→ **GIVEN DATA**:
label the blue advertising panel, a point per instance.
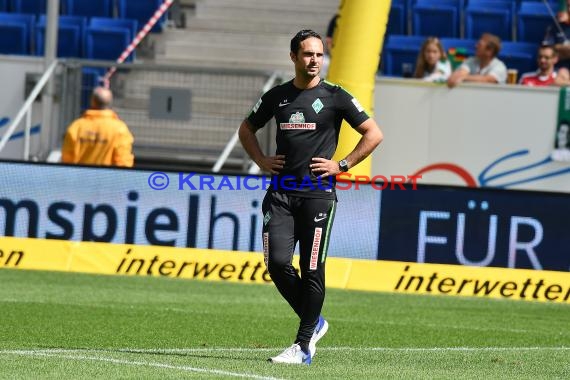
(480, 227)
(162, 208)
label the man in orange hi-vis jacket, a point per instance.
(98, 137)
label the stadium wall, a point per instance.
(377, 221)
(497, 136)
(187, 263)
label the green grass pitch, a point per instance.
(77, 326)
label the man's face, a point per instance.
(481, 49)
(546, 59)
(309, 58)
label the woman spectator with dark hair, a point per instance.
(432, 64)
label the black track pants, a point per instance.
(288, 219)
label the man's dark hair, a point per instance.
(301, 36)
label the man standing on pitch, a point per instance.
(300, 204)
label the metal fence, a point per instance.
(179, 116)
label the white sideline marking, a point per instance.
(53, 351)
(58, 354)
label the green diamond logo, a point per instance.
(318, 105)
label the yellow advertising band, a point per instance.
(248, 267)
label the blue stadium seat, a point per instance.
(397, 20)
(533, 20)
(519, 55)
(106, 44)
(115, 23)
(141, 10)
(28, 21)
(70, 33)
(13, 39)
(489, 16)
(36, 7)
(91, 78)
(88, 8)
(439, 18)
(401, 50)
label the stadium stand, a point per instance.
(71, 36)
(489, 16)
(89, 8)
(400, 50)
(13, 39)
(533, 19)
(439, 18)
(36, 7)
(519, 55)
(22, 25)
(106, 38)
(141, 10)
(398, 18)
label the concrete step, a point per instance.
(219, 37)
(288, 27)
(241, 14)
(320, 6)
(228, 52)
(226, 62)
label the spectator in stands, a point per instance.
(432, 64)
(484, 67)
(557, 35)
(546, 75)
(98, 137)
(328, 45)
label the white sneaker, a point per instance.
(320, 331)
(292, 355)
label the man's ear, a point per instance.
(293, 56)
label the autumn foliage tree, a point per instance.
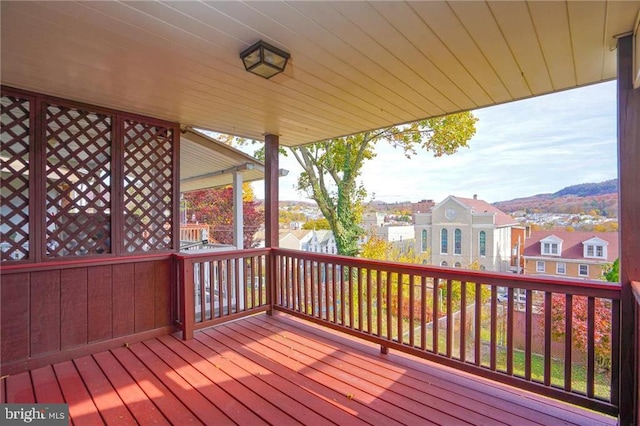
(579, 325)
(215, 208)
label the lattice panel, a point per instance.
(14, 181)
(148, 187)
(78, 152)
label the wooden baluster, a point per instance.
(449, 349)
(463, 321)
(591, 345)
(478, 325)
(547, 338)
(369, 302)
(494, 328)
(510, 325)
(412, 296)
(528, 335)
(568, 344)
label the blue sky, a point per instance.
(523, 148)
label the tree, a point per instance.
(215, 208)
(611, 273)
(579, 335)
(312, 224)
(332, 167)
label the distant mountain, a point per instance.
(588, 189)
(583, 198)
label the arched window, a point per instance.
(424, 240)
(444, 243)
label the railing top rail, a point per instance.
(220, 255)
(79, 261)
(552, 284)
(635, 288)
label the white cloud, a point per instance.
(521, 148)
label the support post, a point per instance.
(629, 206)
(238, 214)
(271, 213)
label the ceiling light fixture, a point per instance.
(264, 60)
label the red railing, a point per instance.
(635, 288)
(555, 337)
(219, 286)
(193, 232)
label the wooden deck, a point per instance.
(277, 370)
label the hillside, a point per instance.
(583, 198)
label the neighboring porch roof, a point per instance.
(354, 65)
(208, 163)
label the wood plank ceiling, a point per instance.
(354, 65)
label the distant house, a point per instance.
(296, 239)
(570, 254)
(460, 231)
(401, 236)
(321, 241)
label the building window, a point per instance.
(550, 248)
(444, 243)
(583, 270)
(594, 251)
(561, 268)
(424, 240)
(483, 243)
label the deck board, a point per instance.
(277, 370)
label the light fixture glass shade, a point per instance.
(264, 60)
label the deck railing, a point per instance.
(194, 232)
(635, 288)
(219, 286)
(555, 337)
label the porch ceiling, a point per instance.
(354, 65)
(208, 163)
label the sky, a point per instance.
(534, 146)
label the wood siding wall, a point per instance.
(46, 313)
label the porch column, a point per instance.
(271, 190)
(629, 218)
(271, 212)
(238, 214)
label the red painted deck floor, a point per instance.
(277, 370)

→ **THE PROBLEM**: Without copying any picture, write out the entries exactly.

→ **EXERCISE OUTPUT**:
label the blue advertising panel, a point per instance.
(480, 227)
(162, 208)
label the man in orange hi-vis jacket, a point per instance.
(98, 137)
label the stadium wall, a point per instance.
(377, 221)
(497, 136)
(187, 263)
label the green grass pitch, a point per instance.
(77, 326)
label the man's face, a point per instance.
(481, 49)
(546, 59)
(309, 58)
label the woman spectator with dark hair, a point per instance.
(432, 64)
label the black track pants, a point per instance.
(288, 219)
label the man's dark hair, a point per instance.
(301, 36)
label the man standing on pitch, a point per instance.
(300, 204)
label the metal fence, a point per instance.
(179, 116)
label the white sideline marking, a point per instance.
(53, 351)
(58, 354)
label the green diamond logo, a point per instance.
(318, 105)
label the yellow advertising band, a point per instance.
(248, 267)
label the blue stadium seat, a point per instance.
(397, 20)
(533, 20)
(519, 55)
(106, 44)
(115, 23)
(141, 10)
(28, 21)
(70, 33)
(13, 39)
(489, 16)
(36, 7)
(91, 78)
(88, 8)
(439, 18)
(401, 50)
label the stadium stand, a point per instance.
(71, 36)
(489, 16)
(89, 8)
(400, 50)
(13, 39)
(533, 19)
(439, 18)
(36, 7)
(519, 55)
(22, 25)
(106, 38)
(141, 10)
(398, 18)
label the concrete step, a point per instance.
(219, 37)
(288, 27)
(241, 14)
(320, 6)
(228, 52)
(226, 62)
label the spectator in stands, a point per instance.
(432, 64)
(484, 67)
(557, 35)
(546, 75)
(98, 137)
(328, 45)
label the white sneaker, a point per instance.
(320, 331)
(292, 355)
label the man's ear, a point per instance.
(293, 56)
label the autumn foliage tree, a point per instance.
(579, 325)
(215, 208)
label the lattice panel, a point per instance.
(14, 181)
(148, 187)
(78, 152)
label the wooden baluster, a point per instance.
(449, 349)
(463, 321)
(591, 345)
(478, 325)
(547, 338)
(369, 302)
(494, 328)
(510, 325)
(412, 296)
(528, 335)
(568, 344)
label the blue sky, a point per instance.
(523, 148)
label the tree, a point per instance.
(215, 208)
(611, 273)
(579, 335)
(312, 224)
(332, 167)
label the distant mountain, a point per instance.
(588, 189)
(583, 198)
label the arched window, a point per instance.
(424, 240)
(444, 243)
label the railing top rail, a point per instance.
(220, 255)
(79, 261)
(552, 284)
(635, 288)
label the white cloud, a point per instance.
(521, 148)
label the support post, a point per instance.
(629, 206)
(238, 214)
(271, 213)
label the ceiling light fixture, a point per instance.
(264, 60)
label the red railing, a point per instance.
(635, 288)
(555, 337)
(219, 286)
(193, 232)
label the wooden deck, a point per instance.
(277, 370)
label the hillside, a point per instance.
(583, 198)
label the neighboring porch roof, a point per instance.
(354, 65)
(208, 163)
label the wood plank ceiling, a point per instance.
(354, 65)
label the distant house, a point per instance.
(296, 239)
(570, 254)
(460, 231)
(401, 236)
(321, 241)
label the building window, a point per instance.
(550, 248)
(444, 243)
(583, 270)
(594, 251)
(561, 268)
(424, 240)
(483, 243)
label the deck board, a point per instance.
(277, 370)
label the light fixture glass shade, a point per instance.
(264, 60)
label the deck railing, a point per instance.
(194, 232)
(635, 288)
(219, 286)
(555, 337)
label the porch ceiling, a point per instance.
(354, 65)
(208, 163)
label the sky, a point per instance.
(534, 146)
label the wood siding wall, a point per instance.
(46, 313)
label the porch column, a point per instance.
(271, 190)
(629, 218)
(271, 212)
(238, 214)
label the red painted deck floor, a point per instance.
(277, 370)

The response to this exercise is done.